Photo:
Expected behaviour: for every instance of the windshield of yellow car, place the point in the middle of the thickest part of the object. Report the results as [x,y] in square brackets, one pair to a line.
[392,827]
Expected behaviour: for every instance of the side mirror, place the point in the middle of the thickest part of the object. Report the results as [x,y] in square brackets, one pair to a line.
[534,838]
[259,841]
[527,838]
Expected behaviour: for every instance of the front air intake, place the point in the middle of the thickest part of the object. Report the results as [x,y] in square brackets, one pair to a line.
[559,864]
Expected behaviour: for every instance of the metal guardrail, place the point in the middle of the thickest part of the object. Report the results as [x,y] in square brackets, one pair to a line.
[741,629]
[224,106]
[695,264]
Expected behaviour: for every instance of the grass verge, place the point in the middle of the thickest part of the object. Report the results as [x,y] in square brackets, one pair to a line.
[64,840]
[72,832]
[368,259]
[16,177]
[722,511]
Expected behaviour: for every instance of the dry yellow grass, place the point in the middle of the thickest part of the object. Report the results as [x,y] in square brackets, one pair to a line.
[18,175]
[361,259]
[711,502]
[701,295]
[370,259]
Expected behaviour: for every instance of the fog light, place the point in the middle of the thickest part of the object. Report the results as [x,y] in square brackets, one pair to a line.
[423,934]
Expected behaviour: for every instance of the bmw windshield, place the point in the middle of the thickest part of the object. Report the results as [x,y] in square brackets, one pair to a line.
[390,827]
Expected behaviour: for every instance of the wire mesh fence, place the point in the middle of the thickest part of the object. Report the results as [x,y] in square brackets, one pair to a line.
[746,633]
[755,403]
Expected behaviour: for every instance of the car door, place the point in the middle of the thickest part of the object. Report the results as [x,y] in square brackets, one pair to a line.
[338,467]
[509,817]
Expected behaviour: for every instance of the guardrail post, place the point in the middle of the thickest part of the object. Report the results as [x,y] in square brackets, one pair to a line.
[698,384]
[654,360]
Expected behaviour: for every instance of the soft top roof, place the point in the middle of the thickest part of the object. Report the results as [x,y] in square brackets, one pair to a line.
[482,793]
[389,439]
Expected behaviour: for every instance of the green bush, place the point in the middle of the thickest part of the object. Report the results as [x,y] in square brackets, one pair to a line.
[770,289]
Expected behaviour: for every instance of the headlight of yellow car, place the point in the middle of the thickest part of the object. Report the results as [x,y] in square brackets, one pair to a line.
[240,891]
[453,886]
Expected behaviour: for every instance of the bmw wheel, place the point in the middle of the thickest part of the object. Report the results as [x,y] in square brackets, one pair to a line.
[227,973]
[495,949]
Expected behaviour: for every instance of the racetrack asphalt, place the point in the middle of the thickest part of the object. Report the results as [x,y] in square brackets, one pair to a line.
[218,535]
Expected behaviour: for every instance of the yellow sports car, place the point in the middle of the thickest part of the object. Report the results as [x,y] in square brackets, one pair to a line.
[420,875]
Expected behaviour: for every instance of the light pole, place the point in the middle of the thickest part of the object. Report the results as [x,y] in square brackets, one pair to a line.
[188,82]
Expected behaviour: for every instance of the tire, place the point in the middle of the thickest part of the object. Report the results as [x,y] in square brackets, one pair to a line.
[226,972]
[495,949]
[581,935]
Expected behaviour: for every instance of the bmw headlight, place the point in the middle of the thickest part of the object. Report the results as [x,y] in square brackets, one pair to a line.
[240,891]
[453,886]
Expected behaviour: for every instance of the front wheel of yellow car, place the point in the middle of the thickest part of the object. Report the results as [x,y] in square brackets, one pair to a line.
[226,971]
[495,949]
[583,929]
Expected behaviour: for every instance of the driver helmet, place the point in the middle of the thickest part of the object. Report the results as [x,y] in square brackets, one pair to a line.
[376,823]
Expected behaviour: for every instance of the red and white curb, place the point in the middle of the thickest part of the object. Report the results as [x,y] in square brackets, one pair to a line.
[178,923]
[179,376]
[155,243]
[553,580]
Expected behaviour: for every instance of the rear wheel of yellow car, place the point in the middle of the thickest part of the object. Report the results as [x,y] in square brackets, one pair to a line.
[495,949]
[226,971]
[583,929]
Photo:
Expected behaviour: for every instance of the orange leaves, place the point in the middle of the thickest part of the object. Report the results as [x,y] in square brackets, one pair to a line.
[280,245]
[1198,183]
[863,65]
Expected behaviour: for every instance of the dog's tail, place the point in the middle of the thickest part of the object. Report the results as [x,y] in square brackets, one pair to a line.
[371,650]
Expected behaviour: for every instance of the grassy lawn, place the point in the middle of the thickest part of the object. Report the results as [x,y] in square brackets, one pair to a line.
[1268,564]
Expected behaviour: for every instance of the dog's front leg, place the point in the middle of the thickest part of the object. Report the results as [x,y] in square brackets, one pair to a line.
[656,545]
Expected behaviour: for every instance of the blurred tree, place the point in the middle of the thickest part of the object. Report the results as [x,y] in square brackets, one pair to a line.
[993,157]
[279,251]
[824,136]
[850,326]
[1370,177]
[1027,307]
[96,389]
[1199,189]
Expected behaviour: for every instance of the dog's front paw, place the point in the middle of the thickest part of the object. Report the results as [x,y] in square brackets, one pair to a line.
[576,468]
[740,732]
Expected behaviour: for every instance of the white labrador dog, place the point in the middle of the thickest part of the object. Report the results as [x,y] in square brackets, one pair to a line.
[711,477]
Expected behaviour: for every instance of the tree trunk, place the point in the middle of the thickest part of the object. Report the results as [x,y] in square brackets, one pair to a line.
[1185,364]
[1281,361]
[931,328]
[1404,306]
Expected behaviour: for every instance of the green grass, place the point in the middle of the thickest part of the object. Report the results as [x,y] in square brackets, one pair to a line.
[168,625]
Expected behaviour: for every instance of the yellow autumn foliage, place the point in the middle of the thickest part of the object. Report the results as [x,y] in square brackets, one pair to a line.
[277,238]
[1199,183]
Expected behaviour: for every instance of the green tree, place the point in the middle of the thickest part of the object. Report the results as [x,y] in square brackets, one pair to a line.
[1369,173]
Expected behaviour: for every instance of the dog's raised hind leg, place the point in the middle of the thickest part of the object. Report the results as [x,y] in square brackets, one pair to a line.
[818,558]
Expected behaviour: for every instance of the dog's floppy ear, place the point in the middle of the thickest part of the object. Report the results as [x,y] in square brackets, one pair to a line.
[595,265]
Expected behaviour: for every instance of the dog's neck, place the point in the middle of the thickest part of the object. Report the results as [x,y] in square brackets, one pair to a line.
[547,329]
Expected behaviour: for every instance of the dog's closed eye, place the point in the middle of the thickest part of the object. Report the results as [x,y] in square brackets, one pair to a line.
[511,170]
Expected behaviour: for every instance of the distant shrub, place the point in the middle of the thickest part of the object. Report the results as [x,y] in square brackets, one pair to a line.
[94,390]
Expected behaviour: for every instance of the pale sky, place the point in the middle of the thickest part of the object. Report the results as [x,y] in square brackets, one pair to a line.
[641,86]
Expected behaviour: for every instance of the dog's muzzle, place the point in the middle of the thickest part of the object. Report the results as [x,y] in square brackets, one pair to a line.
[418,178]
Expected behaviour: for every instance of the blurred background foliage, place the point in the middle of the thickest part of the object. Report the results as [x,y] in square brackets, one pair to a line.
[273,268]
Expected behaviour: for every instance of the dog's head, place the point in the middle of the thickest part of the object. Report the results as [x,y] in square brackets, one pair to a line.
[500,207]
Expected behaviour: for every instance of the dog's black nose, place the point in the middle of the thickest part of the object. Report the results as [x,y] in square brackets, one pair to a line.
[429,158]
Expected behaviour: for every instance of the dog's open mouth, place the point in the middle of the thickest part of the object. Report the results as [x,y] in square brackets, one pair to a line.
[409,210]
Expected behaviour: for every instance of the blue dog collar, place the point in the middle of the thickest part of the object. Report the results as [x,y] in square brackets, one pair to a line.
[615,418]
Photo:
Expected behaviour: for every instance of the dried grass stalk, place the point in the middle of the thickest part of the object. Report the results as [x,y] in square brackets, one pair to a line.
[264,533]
###
- **Set task**
Render the stretch from the line containing "dog's muzzle, place" through the end of the records as a two-column CSV with the columns input and output, one row per pair of record text and its answer. Put each value in a single quoted field, with line breaks turned into spaces.

- **Problem solution**
input,output
"Expected behaviour: for every instance of the dog's muzzle, place the point in the middle of the thickest part of the object. Report the results as [x,y] in square brackets, one pair to a line.","[418,178]"
"Expected behaviour: for every instance of the blurred background foliage, place the point in the middle of the thickest part of the object. Report the results as [x,y] in square brackets, one pair to a line.","[273,268]"
"Expected behaviour: for every instance of the dog's head, place the point in the middle of the thickest part of the object. Report the results as [x,y] in square brackets, one pair to a line.","[500,207]"
"Expected behaviour: for every instance of the dog's black nose, place the point in the middle of the thickest part of the object. Report the results as [x,y] in square brackets, one pair to a line.","[429,158]"
"Expected behaviour: for every instance of the dog's open mouth, place the point in the middle of the thickest part of the object. Report the results as [x,y] in square brackets, one pair to a line.","[409,210]"
"Expected behaviour: for every instance of the blue dog collar, place the point in the middle of the thickest part of the object. Report the results as [x,y] in square brackets, one pair to a line.","[615,418]"
"Photo: Expected behaviour: for every instance of the dried grass stalk, place the point in the middle of the thickest part of the object. Report the results as [x,y] in square brackets, one pair to a line.","[264,533]"